Directions for this task —
Scan the listing below and copy each line holding the word "illuminated".

□ □ □ □ □ □ □

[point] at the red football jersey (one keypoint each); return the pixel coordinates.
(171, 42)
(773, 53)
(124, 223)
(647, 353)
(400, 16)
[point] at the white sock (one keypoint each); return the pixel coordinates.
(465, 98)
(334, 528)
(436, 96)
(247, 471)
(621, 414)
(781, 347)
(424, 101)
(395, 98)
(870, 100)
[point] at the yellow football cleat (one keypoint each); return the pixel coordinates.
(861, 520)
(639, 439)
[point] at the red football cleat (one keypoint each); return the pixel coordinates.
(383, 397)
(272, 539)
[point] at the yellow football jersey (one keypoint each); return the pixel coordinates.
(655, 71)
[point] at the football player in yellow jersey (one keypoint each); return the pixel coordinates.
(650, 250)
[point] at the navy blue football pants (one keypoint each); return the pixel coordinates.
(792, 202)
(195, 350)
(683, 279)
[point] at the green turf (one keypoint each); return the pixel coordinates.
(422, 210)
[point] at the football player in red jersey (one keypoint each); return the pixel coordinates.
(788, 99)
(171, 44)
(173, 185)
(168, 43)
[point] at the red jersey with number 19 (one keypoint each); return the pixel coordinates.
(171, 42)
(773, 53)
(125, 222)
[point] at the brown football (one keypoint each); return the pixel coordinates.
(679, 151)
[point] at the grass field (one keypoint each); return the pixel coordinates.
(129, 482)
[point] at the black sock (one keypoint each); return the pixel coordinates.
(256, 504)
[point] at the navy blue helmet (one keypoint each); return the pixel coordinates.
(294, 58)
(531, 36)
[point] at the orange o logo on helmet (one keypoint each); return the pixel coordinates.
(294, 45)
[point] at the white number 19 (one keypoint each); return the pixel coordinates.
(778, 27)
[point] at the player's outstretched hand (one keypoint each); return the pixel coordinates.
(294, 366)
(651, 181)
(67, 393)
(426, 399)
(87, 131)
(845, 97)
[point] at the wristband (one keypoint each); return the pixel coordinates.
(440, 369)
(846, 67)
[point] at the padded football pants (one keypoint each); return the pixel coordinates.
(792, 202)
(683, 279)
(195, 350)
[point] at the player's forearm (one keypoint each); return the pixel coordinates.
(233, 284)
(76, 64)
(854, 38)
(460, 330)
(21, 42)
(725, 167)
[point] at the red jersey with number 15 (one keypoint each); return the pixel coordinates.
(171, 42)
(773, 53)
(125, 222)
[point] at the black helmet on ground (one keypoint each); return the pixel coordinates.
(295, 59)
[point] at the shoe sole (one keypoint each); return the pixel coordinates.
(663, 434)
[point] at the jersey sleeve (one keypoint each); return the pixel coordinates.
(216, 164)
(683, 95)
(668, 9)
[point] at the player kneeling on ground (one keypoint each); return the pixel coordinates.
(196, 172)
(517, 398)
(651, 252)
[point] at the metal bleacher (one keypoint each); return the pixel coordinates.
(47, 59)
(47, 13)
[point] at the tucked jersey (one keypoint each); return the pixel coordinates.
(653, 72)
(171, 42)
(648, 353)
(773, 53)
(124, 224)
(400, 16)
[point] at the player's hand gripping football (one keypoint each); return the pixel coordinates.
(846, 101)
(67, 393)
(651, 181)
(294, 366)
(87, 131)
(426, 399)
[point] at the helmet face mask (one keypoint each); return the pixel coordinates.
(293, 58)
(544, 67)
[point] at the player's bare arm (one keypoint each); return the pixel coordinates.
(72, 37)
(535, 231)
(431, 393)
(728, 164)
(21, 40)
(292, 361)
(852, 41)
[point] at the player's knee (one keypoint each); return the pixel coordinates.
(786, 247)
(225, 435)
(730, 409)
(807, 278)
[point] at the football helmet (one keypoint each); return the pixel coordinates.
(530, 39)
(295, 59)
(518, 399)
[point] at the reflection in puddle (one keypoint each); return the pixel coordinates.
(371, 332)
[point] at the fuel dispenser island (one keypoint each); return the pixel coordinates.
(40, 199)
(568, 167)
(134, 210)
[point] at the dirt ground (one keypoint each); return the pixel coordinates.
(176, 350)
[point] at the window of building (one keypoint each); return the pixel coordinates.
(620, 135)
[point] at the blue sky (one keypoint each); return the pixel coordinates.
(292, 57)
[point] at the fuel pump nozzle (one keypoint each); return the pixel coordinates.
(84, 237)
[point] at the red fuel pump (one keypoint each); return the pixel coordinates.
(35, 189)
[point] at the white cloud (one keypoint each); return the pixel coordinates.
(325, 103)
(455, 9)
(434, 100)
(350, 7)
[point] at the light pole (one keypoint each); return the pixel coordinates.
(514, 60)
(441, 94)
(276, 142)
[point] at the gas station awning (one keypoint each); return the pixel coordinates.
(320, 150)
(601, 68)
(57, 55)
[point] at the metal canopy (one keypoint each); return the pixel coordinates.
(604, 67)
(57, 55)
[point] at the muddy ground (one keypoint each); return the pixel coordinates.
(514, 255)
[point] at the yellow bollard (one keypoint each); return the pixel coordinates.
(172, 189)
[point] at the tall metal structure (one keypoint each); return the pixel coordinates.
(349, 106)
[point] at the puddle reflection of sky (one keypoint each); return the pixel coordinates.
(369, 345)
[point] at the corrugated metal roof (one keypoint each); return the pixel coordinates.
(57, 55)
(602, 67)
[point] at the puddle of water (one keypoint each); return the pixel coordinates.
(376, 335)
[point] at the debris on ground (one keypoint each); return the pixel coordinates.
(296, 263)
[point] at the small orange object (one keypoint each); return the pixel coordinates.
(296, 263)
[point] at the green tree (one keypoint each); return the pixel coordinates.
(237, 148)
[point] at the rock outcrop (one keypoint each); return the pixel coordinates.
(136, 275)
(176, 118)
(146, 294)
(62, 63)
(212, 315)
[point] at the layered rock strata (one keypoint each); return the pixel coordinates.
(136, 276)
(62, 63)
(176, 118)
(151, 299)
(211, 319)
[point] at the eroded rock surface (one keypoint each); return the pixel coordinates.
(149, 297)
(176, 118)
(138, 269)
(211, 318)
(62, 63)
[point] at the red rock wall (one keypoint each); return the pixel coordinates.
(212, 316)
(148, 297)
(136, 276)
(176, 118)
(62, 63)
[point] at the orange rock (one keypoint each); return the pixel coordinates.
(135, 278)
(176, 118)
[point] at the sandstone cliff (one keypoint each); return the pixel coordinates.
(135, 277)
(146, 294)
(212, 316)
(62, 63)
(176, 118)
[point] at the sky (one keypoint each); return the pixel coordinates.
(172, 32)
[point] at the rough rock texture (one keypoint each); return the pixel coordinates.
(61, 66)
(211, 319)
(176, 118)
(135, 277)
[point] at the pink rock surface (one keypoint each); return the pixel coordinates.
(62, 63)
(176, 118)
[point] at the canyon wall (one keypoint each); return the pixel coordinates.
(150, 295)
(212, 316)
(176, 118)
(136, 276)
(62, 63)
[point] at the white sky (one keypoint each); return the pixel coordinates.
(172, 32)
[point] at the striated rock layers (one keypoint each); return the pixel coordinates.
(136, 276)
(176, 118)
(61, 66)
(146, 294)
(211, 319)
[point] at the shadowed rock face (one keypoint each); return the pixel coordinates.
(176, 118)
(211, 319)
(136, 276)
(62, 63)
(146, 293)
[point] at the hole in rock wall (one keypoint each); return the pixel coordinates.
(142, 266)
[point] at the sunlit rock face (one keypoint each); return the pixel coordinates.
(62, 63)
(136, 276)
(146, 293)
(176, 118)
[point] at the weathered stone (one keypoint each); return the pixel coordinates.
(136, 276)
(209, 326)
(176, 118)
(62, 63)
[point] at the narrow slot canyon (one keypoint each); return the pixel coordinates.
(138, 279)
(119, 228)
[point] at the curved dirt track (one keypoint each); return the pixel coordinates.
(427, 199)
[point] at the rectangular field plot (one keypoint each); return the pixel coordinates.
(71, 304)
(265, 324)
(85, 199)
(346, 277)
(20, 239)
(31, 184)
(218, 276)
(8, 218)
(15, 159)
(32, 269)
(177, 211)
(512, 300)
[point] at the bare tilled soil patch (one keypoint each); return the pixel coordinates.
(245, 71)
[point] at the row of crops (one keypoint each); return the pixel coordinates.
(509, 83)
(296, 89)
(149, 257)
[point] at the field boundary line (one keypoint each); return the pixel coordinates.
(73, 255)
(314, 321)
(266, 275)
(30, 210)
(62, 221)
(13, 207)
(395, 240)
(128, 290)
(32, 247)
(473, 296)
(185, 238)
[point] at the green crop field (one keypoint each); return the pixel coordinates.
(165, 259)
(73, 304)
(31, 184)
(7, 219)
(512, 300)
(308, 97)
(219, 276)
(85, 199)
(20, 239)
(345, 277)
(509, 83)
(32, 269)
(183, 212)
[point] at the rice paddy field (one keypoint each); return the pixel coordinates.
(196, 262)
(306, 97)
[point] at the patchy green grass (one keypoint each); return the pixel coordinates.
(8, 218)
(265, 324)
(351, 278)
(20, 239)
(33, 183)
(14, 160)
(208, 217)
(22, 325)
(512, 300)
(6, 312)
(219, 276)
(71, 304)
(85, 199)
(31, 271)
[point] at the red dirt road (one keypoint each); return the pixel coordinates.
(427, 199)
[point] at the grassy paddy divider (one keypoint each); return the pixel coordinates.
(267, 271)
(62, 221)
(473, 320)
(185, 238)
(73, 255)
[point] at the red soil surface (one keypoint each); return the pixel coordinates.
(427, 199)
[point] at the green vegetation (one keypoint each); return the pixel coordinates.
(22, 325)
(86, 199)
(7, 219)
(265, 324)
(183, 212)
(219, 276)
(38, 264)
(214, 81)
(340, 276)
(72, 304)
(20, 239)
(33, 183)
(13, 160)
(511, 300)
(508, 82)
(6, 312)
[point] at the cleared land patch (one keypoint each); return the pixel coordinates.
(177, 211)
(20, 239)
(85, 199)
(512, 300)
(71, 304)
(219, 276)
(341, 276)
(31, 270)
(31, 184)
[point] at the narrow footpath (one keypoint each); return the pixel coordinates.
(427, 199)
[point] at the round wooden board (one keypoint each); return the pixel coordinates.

□ □ □ □ □ □ □

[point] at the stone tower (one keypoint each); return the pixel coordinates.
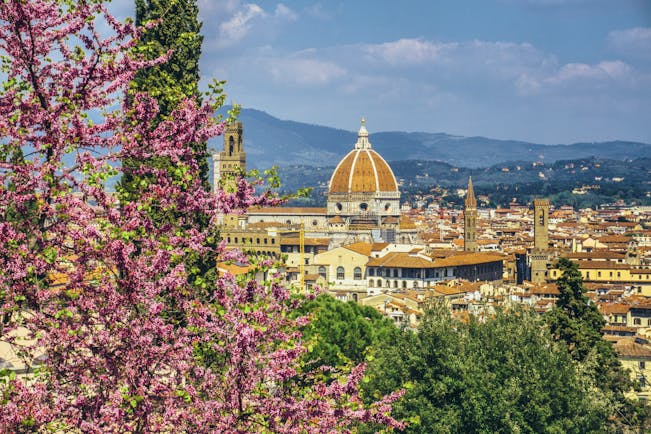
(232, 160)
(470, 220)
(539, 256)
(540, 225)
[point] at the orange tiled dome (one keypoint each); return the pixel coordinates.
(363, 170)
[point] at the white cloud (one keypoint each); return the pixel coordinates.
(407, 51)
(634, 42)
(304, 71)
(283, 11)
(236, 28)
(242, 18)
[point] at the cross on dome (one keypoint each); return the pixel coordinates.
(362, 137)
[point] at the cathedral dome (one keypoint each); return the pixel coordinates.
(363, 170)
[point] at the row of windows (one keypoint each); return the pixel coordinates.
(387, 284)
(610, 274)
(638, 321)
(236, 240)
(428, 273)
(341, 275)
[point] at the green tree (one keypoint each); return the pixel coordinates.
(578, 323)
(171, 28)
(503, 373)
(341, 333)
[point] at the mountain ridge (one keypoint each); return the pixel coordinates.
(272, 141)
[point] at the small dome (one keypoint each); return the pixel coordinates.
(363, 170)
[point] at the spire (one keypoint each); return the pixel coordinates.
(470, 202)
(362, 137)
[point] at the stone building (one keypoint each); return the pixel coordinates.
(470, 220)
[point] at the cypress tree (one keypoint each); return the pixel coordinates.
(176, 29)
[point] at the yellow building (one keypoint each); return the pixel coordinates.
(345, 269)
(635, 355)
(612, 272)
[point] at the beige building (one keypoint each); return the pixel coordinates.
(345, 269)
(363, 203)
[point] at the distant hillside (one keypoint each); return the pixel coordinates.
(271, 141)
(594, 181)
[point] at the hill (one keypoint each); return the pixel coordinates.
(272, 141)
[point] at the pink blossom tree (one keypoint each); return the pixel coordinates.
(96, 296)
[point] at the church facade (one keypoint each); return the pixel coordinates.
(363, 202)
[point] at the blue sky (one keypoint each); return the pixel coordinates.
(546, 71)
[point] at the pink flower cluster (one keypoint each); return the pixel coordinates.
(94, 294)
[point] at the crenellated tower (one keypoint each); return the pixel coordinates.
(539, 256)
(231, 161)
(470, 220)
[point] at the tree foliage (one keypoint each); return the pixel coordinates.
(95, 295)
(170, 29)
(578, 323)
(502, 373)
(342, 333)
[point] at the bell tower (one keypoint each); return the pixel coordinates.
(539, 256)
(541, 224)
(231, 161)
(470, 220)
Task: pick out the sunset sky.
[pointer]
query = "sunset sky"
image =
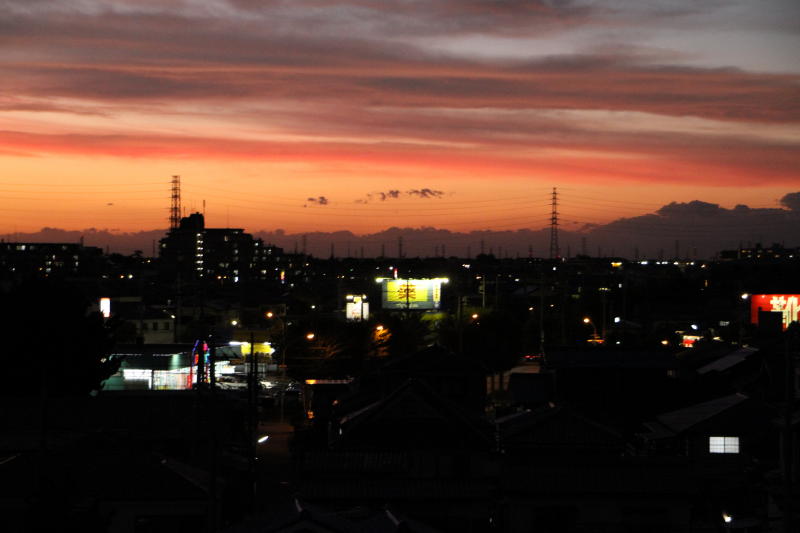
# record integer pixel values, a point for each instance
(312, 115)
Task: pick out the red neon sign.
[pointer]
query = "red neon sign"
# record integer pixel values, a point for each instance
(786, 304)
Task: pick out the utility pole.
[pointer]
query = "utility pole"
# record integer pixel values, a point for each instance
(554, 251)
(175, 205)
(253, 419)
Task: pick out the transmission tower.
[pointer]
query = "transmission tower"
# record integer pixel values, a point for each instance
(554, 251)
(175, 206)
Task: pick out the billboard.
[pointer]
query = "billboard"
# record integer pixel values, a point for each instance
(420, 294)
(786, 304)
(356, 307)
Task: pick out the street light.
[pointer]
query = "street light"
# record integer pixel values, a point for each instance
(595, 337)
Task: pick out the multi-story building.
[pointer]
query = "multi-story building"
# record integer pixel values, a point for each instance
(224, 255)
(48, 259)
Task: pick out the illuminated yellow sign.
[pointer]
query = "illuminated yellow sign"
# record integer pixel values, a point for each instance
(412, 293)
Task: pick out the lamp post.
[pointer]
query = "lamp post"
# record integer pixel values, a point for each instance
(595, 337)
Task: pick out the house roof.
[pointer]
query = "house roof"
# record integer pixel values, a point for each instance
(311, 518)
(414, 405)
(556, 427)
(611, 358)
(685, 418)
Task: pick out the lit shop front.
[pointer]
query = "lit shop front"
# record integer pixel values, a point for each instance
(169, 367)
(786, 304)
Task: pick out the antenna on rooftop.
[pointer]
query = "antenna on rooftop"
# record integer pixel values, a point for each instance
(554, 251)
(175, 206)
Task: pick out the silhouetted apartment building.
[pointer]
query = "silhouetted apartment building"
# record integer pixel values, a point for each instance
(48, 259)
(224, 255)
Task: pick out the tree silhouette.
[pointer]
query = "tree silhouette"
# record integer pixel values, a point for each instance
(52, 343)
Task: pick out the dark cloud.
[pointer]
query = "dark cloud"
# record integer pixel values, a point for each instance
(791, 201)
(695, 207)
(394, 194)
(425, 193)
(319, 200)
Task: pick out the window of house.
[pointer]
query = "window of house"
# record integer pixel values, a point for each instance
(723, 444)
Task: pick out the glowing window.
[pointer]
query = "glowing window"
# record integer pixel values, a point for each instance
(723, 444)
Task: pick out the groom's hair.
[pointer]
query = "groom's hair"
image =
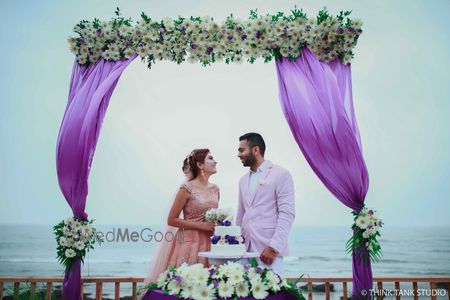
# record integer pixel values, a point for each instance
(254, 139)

□ □ □ □ □ □ □

Result for this task —
Task: pick out the illuminated yellow sign.
query = "illuminated yellow sign"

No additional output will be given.